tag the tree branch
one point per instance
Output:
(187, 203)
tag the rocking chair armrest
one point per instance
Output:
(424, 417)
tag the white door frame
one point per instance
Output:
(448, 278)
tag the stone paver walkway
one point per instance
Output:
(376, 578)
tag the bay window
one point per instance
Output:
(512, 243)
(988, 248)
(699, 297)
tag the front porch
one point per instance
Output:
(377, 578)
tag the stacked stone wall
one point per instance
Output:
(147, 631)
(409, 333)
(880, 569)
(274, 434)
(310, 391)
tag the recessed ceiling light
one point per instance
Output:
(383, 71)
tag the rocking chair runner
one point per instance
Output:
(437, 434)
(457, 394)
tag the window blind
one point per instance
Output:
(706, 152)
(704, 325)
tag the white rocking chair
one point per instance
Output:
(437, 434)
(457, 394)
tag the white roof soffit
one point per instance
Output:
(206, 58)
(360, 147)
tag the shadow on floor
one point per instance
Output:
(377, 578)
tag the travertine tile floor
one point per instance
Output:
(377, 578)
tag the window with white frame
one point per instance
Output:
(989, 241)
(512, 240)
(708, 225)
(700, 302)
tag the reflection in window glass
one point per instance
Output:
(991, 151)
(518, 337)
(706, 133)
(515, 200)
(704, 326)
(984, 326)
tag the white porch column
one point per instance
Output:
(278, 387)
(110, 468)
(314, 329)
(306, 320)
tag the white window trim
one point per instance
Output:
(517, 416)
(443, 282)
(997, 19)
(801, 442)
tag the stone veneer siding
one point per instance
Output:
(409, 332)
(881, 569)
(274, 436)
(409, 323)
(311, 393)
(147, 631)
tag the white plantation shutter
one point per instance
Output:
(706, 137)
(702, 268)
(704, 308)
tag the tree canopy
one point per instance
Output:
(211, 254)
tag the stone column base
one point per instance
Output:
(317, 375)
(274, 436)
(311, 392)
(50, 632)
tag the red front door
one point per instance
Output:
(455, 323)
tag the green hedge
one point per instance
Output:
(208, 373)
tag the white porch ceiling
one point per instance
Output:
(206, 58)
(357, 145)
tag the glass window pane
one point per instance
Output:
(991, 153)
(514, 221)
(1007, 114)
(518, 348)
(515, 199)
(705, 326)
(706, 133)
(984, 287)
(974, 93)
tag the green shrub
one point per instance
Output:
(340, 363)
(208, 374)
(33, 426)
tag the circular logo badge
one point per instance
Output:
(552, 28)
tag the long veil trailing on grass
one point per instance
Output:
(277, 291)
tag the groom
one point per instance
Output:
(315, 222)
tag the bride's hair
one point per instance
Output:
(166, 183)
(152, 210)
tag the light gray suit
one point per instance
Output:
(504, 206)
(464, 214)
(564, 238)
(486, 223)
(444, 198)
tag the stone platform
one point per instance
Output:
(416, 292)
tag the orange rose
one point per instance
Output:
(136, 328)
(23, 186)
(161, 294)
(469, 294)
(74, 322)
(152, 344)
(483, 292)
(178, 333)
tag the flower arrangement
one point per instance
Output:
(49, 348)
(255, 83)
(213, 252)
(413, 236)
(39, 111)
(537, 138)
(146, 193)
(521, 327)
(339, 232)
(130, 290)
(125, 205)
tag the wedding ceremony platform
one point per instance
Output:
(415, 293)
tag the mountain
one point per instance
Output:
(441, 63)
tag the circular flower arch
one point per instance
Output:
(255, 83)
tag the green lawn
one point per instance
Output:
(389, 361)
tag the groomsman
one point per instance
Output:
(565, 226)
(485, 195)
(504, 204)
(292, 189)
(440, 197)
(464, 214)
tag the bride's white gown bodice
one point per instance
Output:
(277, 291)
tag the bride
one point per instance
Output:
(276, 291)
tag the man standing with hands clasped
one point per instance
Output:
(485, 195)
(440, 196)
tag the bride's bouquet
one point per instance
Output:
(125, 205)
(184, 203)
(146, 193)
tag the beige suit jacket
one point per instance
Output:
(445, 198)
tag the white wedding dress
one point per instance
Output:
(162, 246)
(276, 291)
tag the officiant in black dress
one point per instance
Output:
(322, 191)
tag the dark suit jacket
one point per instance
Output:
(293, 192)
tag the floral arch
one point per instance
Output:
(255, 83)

:::

Exercise aim: Filter the listing by the string "white"; copy each matching line.

Result for this task:
tag the white door frame
tag the white rocking chair
tag the white roof soffit
tag the window with white frame
tag the white porch column
tag the white window trim
tag the white plantation shutter
tag the white porch ceiling
tag the bride's white gown bodice
tag the white wedding dress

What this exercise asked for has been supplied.